Your task: Write out every line of text in the items below word for word, and leave the pictures out of your answer.

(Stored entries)
## BEGIN

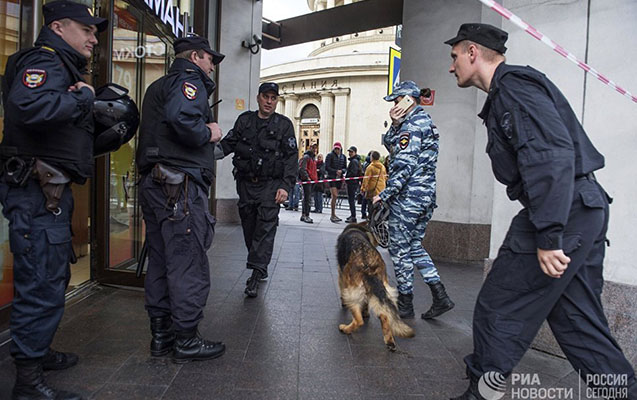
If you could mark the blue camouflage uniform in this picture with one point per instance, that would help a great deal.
(411, 195)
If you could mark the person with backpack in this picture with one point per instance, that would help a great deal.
(354, 170)
(307, 173)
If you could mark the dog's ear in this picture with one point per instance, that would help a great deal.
(372, 238)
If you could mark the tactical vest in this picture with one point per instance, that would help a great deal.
(159, 144)
(258, 151)
(71, 142)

## END

Answer to this problem:
If you could mark the blue camouflage uniform in this picture with one point per instance, that would help a great deal.
(411, 195)
If you could mark the person with backpack in this picture with one point per instance, that would help a great deal.
(354, 170)
(307, 173)
If you could mark the dog's ear in this picture with one point per instance, that would help a great deal.
(372, 238)
If you could mark the tactical vest in this picture with one point per instance, that would help a great deal.
(159, 144)
(258, 151)
(71, 142)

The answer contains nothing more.